◆ Work instructions
Render the rows below as a numbered list, skipping any blank lines. Leave the pictures out of your answer.

[Data entries]
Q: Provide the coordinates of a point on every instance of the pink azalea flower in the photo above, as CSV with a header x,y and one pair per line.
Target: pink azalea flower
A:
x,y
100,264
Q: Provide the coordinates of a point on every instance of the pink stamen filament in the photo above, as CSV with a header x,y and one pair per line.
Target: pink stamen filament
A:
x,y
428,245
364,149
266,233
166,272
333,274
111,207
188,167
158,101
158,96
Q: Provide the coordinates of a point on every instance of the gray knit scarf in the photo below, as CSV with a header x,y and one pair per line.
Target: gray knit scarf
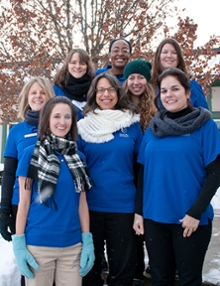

◆ Response
1. Q: Provide the coordinates of a point on every instance of the pink azalea flower in the photo above, as CSV with a header x,y and one pair per line.
2. Target: pink azalea flower
3. A:
4. x,y
5. 100,264
6. Q: Provide the coordinates of a point on every instance of the pink stamen filament in the photo above, as CSV with a header x,y and one pair per line.
7. Target: pink stamen filament
8. A:
9. x,y
10. 428,245
11. 364,149
12. 266,233
13. 166,272
14. 333,274
15. 111,207
16. 188,167
17. 158,101
18. 158,96
19. Q: Provide the coordinates of a point on every instance of the gray knit scarf in the photo below, as CSV with a header x,y and one pair per line.
20. Target: gray knit scarf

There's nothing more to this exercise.